--- Dataset rows ---
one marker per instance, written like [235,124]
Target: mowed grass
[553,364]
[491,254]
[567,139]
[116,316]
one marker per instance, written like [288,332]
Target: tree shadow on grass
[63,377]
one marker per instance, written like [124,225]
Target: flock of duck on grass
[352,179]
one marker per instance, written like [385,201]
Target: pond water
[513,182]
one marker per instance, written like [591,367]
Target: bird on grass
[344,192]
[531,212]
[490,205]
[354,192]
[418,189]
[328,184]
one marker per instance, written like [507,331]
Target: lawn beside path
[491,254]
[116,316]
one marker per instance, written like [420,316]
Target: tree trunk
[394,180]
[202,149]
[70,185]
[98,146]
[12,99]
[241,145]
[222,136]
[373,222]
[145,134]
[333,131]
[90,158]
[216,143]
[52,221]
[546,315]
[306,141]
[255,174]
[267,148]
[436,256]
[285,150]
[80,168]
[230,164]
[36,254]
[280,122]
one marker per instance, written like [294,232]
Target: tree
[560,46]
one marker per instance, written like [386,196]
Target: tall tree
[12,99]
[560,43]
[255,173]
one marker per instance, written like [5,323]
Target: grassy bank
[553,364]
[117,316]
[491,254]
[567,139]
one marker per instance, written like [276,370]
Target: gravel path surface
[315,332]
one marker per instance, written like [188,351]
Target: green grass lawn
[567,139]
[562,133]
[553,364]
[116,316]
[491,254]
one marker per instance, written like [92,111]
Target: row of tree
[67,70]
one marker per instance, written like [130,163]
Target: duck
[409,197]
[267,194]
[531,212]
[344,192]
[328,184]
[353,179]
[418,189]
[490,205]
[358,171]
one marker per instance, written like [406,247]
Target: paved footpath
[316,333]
---
_Problem description_
Turn every line of the entries above into a numbered list and leave out any blank lines.

_The result_
1. one marker per instance, written like [235,124]
2. Target: mowed grass
3. [553,364]
4. [491,254]
5. [567,139]
6. [116,316]
7. one marker per instance, written like [288,332]
8. Target: tree shadow on grass
9. [63,377]
10. one marker per instance, written like [124,225]
11. Target: flock of duck on grass
12. [352,179]
13. one marker per instance, written like [385,201]
14. Target: pond water
15. [513,182]
16. one marker per instance, written like [591,367]
17. Target: bird on grass
18. [344,192]
19. [531,212]
20. [490,205]
21. [354,192]
22. [418,189]
23. [328,184]
24. one marker per instance, written like [507,331]
25. Target: lawn beside path
26. [491,254]
27. [116,316]
28. one marker per instance, written like [420,316]
29. Target: tree trunk
30. [394,180]
31. [202,149]
32. [70,185]
33. [98,146]
34. [12,99]
35. [241,145]
36. [222,136]
37. [373,222]
38. [145,134]
39. [333,131]
40. [90,158]
41. [216,143]
42. [52,221]
43. [546,315]
44. [306,141]
45. [255,174]
46. [267,148]
47. [436,256]
48. [285,150]
49. [80,168]
50. [230,164]
51. [36,254]
52. [280,122]
53. one marker per instance, written like [294,232]
54. Target: tree
55. [560,46]
56. one marker per instance, written like [386,196]
57. Target: tall tree
58. [12,99]
59. [560,43]
60. [255,173]
61. one marker per instance, written like [5,323]
62. Target: grassy bank
63. [553,364]
64. [117,316]
65. [491,254]
66. [567,139]
67. one marker per instance, written like [276,370]
68. Target: gravel path surface
69. [315,332]
70. one marker per instance, written like [188,351]
71. Target: green grass lawn
72. [567,139]
73. [562,133]
74. [553,364]
75. [116,316]
76. [491,254]
77. one marker per instance, written like [92,111]
78. Target: row of tree
79. [67,70]
80. one marker per instance, written like [130,163]
81. Target: duck
82. [409,197]
83. [267,194]
84. [531,212]
85. [344,192]
86. [328,184]
87. [353,179]
88. [418,189]
89. [490,205]
90. [358,171]
91. one marker per instance, written like [406,247]
92. Target: paved footpath
93. [316,333]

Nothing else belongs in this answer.